> Problem details:
Show every line of the data below that contains the string "soldier".

┏━━

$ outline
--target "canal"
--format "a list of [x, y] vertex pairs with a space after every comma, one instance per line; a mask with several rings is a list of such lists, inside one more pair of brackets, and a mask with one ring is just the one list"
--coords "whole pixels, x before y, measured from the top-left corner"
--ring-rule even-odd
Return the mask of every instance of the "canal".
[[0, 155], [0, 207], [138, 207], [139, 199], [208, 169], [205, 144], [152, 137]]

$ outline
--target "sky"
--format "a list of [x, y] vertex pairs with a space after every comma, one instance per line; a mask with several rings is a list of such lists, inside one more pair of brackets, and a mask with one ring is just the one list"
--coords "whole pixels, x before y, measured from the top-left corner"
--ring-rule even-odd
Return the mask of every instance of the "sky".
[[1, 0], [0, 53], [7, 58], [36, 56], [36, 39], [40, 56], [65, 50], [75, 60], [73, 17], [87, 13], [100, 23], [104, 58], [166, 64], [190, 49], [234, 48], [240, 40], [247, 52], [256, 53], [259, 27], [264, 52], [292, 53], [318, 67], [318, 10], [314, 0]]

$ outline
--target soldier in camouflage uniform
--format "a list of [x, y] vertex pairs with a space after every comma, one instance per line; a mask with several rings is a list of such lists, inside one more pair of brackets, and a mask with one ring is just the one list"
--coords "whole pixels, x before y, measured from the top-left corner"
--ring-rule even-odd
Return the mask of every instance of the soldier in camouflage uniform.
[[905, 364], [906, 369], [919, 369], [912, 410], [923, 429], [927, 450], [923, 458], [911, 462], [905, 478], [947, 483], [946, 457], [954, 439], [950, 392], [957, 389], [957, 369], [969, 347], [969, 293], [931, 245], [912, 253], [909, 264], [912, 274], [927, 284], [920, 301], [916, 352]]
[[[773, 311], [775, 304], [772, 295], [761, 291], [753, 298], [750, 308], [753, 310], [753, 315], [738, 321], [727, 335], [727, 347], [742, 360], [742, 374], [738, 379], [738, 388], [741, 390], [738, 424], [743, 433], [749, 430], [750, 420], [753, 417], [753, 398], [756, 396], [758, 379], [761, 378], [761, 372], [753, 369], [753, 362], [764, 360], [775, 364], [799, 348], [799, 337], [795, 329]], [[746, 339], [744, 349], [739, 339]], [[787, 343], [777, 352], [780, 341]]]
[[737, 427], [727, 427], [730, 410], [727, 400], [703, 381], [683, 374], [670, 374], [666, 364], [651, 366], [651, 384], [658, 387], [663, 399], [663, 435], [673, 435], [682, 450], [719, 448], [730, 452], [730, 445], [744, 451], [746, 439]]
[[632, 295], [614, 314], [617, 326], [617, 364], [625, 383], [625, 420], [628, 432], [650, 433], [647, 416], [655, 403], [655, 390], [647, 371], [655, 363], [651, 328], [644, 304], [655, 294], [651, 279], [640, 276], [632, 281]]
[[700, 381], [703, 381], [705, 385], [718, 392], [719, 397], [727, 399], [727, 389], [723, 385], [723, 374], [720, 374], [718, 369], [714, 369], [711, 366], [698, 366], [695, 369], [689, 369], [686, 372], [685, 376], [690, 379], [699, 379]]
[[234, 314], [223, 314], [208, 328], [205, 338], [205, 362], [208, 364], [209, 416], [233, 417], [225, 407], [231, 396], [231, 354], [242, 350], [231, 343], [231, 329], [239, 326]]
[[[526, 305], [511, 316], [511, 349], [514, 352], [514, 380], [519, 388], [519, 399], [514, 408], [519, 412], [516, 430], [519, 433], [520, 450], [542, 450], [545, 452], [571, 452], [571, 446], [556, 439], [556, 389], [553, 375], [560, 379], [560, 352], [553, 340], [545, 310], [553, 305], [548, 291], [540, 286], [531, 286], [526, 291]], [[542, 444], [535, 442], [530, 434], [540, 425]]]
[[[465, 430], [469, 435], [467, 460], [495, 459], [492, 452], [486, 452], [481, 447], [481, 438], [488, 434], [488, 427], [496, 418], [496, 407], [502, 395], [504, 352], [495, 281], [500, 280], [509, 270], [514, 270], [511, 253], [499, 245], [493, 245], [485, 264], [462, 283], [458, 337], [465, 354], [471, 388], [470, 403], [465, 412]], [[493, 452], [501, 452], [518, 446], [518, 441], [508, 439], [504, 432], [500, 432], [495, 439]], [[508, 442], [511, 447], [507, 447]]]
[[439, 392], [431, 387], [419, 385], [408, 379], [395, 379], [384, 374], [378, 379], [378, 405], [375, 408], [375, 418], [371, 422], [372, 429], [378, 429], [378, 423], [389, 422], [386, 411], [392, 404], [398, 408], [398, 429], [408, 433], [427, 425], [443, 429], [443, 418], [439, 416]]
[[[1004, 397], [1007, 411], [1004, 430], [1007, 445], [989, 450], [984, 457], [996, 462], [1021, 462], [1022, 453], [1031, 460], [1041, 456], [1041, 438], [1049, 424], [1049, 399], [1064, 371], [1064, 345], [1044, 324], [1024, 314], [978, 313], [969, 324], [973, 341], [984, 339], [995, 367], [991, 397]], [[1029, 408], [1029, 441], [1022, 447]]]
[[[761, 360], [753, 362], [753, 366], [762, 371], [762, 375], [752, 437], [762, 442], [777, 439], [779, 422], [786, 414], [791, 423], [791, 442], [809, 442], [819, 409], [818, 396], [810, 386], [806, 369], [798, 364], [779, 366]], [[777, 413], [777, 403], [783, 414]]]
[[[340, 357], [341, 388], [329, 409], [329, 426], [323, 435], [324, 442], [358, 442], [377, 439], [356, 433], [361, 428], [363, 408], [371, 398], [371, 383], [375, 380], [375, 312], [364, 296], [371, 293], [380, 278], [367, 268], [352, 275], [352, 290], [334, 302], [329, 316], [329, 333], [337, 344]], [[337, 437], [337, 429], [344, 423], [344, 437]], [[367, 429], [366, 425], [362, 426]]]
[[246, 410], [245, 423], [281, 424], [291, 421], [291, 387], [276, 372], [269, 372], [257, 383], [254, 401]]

┗━━

> Correct output:
--target soldier in camouflage uniform
Return the mask of every instance of the soldier in camouflage uniform.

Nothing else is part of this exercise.